Work order -> Working through the entries below, find how many lines include "ceiling", then write only that number.

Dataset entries

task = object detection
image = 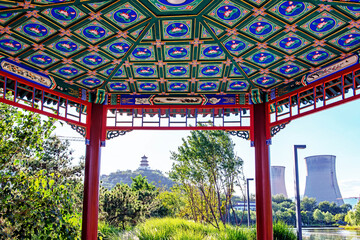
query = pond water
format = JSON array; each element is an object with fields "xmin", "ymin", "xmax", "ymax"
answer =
[{"xmin": 302, "ymin": 228, "xmax": 360, "ymax": 240}]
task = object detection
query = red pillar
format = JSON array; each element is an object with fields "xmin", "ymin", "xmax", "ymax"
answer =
[
  {"xmin": 82, "ymin": 103, "xmax": 105, "ymax": 240},
  {"xmin": 253, "ymin": 103, "xmax": 273, "ymax": 240}
]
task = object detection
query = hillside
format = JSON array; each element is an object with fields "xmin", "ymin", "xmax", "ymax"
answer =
[{"xmin": 100, "ymin": 169, "xmax": 175, "ymax": 190}]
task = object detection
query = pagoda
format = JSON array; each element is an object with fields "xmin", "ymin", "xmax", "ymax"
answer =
[{"xmin": 139, "ymin": 155, "xmax": 150, "ymax": 171}]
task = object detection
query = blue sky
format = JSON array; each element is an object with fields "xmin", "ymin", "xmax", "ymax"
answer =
[{"xmin": 56, "ymin": 99, "xmax": 360, "ymax": 200}]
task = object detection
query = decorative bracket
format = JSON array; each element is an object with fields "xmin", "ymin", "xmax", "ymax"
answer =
[
  {"xmin": 68, "ymin": 123, "xmax": 86, "ymax": 137},
  {"xmin": 228, "ymin": 130, "xmax": 250, "ymax": 140},
  {"xmin": 106, "ymin": 130, "xmax": 132, "ymax": 140},
  {"xmin": 270, "ymin": 121, "xmax": 290, "ymax": 137}
]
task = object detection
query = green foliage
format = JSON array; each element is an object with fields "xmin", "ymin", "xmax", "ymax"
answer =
[
  {"xmin": 151, "ymin": 187, "xmax": 186, "ymax": 218},
  {"xmin": 272, "ymin": 195, "xmax": 296, "ymax": 226},
  {"xmin": 345, "ymin": 201, "xmax": 360, "ymax": 226},
  {"xmin": 300, "ymin": 197, "xmax": 317, "ymax": 212},
  {"xmin": 0, "ymin": 103, "xmax": 83, "ymax": 239},
  {"xmin": 170, "ymin": 130, "xmax": 244, "ymax": 228},
  {"xmin": 273, "ymin": 195, "xmax": 352, "ymax": 226},
  {"xmin": 272, "ymin": 221, "xmax": 296, "ymax": 240},
  {"xmin": 0, "ymin": 102, "xmax": 55, "ymax": 166},
  {"xmin": 101, "ymin": 176, "xmax": 160, "ymax": 230},
  {"xmin": 102, "ymin": 184, "xmax": 143, "ymax": 230},
  {"xmin": 324, "ymin": 211, "xmax": 334, "ymax": 224},
  {"xmin": 313, "ymin": 209, "xmax": 325, "ymax": 223}
]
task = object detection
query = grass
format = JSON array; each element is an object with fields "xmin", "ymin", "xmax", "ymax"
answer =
[
  {"xmin": 99, "ymin": 218, "xmax": 296, "ymax": 240},
  {"xmin": 339, "ymin": 225, "xmax": 360, "ymax": 230}
]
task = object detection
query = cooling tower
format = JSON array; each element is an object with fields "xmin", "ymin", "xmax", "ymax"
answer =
[
  {"xmin": 271, "ymin": 166, "xmax": 288, "ymax": 198},
  {"xmin": 304, "ymin": 155, "xmax": 344, "ymax": 205}
]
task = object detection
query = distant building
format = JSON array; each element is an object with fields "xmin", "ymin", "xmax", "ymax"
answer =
[
  {"xmin": 233, "ymin": 202, "xmax": 256, "ymax": 211},
  {"xmin": 304, "ymin": 155, "xmax": 344, "ymax": 205},
  {"xmin": 271, "ymin": 166, "xmax": 288, "ymax": 198},
  {"xmin": 138, "ymin": 155, "xmax": 150, "ymax": 170}
]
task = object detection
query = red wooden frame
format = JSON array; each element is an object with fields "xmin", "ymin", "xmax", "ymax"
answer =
[
  {"xmin": 267, "ymin": 64, "xmax": 360, "ymax": 139},
  {"xmin": 104, "ymin": 104, "xmax": 254, "ymax": 141},
  {"xmin": 0, "ymin": 72, "xmax": 91, "ymax": 137}
]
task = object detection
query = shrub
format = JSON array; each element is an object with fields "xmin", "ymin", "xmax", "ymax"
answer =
[{"xmin": 273, "ymin": 221, "xmax": 296, "ymax": 240}]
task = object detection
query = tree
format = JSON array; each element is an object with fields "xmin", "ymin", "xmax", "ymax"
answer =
[
  {"xmin": 345, "ymin": 201, "xmax": 360, "ymax": 226},
  {"xmin": 131, "ymin": 175, "xmax": 160, "ymax": 217},
  {"xmin": 301, "ymin": 197, "xmax": 317, "ymax": 212},
  {"xmin": 340, "ymin": 204, "xmax": 352, "ymax": 213},
  {"xmin": 151, "ymin": 187, "xmax": 186, "ymax": 218},
  {"xmin": 102, "ymin": 184, "xmax": 142, "ymax": 230},
  {"xmin": 102, "ymin": 175, "xmax": 160, "ymax": 230},
  {"xmin": 324, "ymin": 211, "xmax": 334, "ymax": 224},
  {"xmin": 0, "ymin": 103, "xmax": 82, "ymax": 239},
  {"xmin": 318, "ymin": 201, "xmax": 331, "ymax": 214},
  {"xmin": 313, "ymin": 209, "xmax": 325, "ymax": 224},
  {"xmin": 169, "ymin": 130, "xmax": 244, "ymax": 228}
]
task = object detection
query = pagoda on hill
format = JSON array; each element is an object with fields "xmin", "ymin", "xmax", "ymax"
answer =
[{"xmin": 138, "ymin": 155, "xmax": 150, "ymax": 170}]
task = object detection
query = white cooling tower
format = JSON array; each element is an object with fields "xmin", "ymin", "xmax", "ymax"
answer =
[
  {"xmin": 304, "ymin": 155, "xmax": 344, "ymax": 205},
  {"xmin": 271, "ymin": 166, "xmax": 288, "ymax": 198}
]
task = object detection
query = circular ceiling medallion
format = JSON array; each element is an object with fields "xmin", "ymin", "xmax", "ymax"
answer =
[
  {"xmin": 256, "ymin": 77, "xmax": 275, "ymax": 86},
  {"xmin": 249, "ymin": 22, "xmax": 273, "ymax": 35},
  {"xmin": 279, "ymin": 37, "xmax": 302, "ymax": 49},
  {"xmin": 310, "ymin": 18, "xmax": 335, "ymax": 32},
  {"xmin": 338, "ymin": 34, "xmax": 360, "ymax": 47},
  {"xmin": 140, "ymin": 83, "xmax": 157, "ymax": 90},
  {"xmin": 159, "ymin": 0, "xmax": 195, "ymax": 6},
  {"xmin": 199, "ymin": 82, "xmax": 217, "ymax": 90},
  {"xmin": 137, "ymin": 67, "xmax": 155, "ymax": 76},
  {"xmin": 31, "ymin": 55, "xmax": 52, "ymax": 65},
  {"xmin": 106, "ymin": 68, "xmax": 123, "ymax": 77},
  {"xmin": 168, "ymin": 47, "xmax": 188, "ymax": 58},
  {"xmin": 169, "ymin": 82, "xmax": 187, "ymax": 90},
  {"xmin": 55, "ymin": 41, "xmax": 78, "ymax": 52},
  {"xmin": 279, "ymin": 1, "xmax": 305, "ymax": 16},
  {"xmin": 58, "ymin": 67, "xmax": 78, "ymax": 76},
  {"xmin": 51, "ymin": 6, "xmax": 77, "ymax": 21},
  {"xmin": 24, "ymin": 24, "xmax": 48, "ymax": 37},
  {"xmin": 166, "ymin": 23, "xmax": 189, "ymax": 37},
  {"xmin": 225, "ymin": 40, "xmax": 246, "ymax": 52},
  {"xmin": 253, "ymin": 53, "xmax": 275, "ymax": 64},
  {"xmin": 229, "ymin": 81, "xmax": 247, "ymax": 90},
  {"xmin": 83, "ymin": 26, "xmax": 106, "ymax": 39},
  {"xmin": 306, "ymin": 50, "xmax": 329, "ymax": 62},
  {"xmin": 201, "ymin": 66, "xmax": 220, "ymax": 76},
  {"xmin": 279, "ymin": 65, "xmax": 300, "ymax": 75},
  {"xmin": 0, "ymin": 39, "xmax": 22, "ymax": 52},
  {"xmin": 114, "ymin": 9, "xmax": 137, "ymax": 23},
  {"xmin": 82, "ymin": 78, "xmax": 101, "ymax": 86},
  {"xmin": 132, "ymin": 47, "xmax": 152, "ymax": 59},
  {"xmin": 217, "ymin": 6, "xmax": 241, "ymax": 21},
  {"xmin": 110, "ymin": 83, "xmax": 127, "ymax": 90},
  {"xmin": 83, "ymin": 55, "xmax": 103, "ymax": 65},
  {"xmin": 109, "ymin": 42, "xmax": 130, "ymax": 54},
  {"xmin": 203, "ymin": 46, "xmax": 223, "ymax": 57},
  {"xmin": 169, "ymin": 66, "xmax": 187, "ymax": 76}
]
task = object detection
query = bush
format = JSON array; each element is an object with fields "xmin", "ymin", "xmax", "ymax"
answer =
[{"xmin": 273, "ymin": 221, "xmax": 296, "ymax": 240}]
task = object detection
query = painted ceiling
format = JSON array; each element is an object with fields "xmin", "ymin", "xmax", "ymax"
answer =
[{"xmin": 0, "ymin": 0, "xmax": 360, "ymax": 104}]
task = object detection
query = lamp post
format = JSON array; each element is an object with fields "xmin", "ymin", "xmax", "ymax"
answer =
[
  {"xmin": 294, "ymin": 145, "xmax": 306, "ymax": 240},
  {"xmin": 247, "ymin": 178, "xmax": 254, "ymax": 227}
]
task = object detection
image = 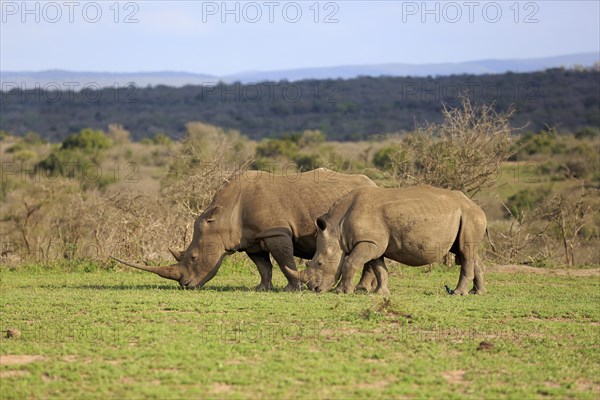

Completed task -> 2